▶ **EXTRACTED TEXT**

Speculative fiction writers spend a lot of time on worldbuilding.
Even imaginary worlds have to be realistic and internally consistent. Readers are happy to accept a story of the future with advanced science, if it doesn’t contradict known science without a good explanation. They are delighted to accept that there is a fantasy world with magic, as long as the world otherwise seems as if it could be real. As Diane Duane said, “There is a rule for fantasy writers: The more truth you mix in with a lie, the stronger it gets.”
A created world has many levels, and things depend upon each other, as they do in our own world. So worldbuilding involves everything from developing geography and social systems, to the environmental characteristics, money, the religion or lack of religion, the technology, and many other things.
You need to know how magic has influenced the social structure. Who’s in charge, and why? Who’s at the bottom of the social structure, and why? You need to know how long it’s going to take your protagonist to get from Castle Tall to the Black Pits. You need to know how she gets her supplies along the way — are there plains villages? Nomadic warriors who have a tradition of hospitality? Big cities perched on cliffs where she will have to steal food? Will she have to work for alien overlords to gain what she needs? All of these choices require decisions about what kind of world your characters live in.
There are guides to worldbuilding online. The SFWA site has one by Patricia C Wrede. Holly Lisle has FAQ’s about her worldbuilding process, and io9 has a great list of Worldbuilding Sins.

▶ **DATA FOR ANALYSIS**

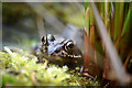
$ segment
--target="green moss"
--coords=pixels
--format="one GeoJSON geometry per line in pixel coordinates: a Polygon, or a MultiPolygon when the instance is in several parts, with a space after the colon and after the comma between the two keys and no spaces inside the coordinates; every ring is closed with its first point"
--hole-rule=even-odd
{"type": "Polygon", "coordinates": [[[98,81],[85,79],[80,73],[68,70],[67,66],[37,64],[35,56],[30,57],[9,47],[0,52],[2,85],[11,86],[98,86],[98,81]]]}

▶ **WHAT YOU WILL DO**
(A) Retype the worldbuilding text, starting at "Even imaginary worlds" and ending at "many other things.".
(B) Answer these questions from the worldbuilding text:
(i) Which writer does the text quote on a rule for fantasy writers?
(ii) Whose guide to worldbuilding is on the SFWA site?
(iii) What does io9 have a list of?
(C) Continue the text about worldbuilding for speculative fiction writers after its final sentence.

▶ **ANSWER LIST**
(A)
Even imaginary worlds have to be realistic and internally consistent. Readers are happy to accept a story of the future with advanced science, if it doesn’t contradict known science without a good explanation. They are delighted to accept that there is a fantasy world with magic, as long as the world otherwise seems as if it could be real. As Diane Duane said, “There is a rule for fantasy writers: The more truth you mix in with a lie, the stronger it gets.”
A created world has many levels, and things depend upon each other, as they do in our own world. So worldbuilding involves everything from developing geography and social systems, to the environmental characteristics, money, the religion or lack of religion, the technology, and many other things.

(B)
(i) Diane Duane
(ii) Patricia C Wrede
(iii) Worldbuilding Sins

(C)
It’s worth doing a workshop about the subject from someone knowledgeable — I did, at the Context Convention a few years ago, and learned a lot. Some nonfiction reading will inform your worldbuilding — books like Collapse, by Jared Diamond, that analyze the reasons societies fail, or histories of real civilizations. Some urban fantasy writers like Denise Verrico (The Immortyl Revolution series) base the cultures in their novels partly on real-world societies that they must research carefully.
But all that said: DON’T PUT IT ALL IN THE NOVEL. The worldbuilding is obviously important — but if you write about it in too much detail, your novel will read like an encyclopedia instead of a story. Description of your created world should be used in moderation. The real story is about the characters. Their struggles, conflicts and flaws are what will draw your readers in. Your worldbuilding will show in what your characters say and think, in what their goals and obstacles are — in how they react to the world around them.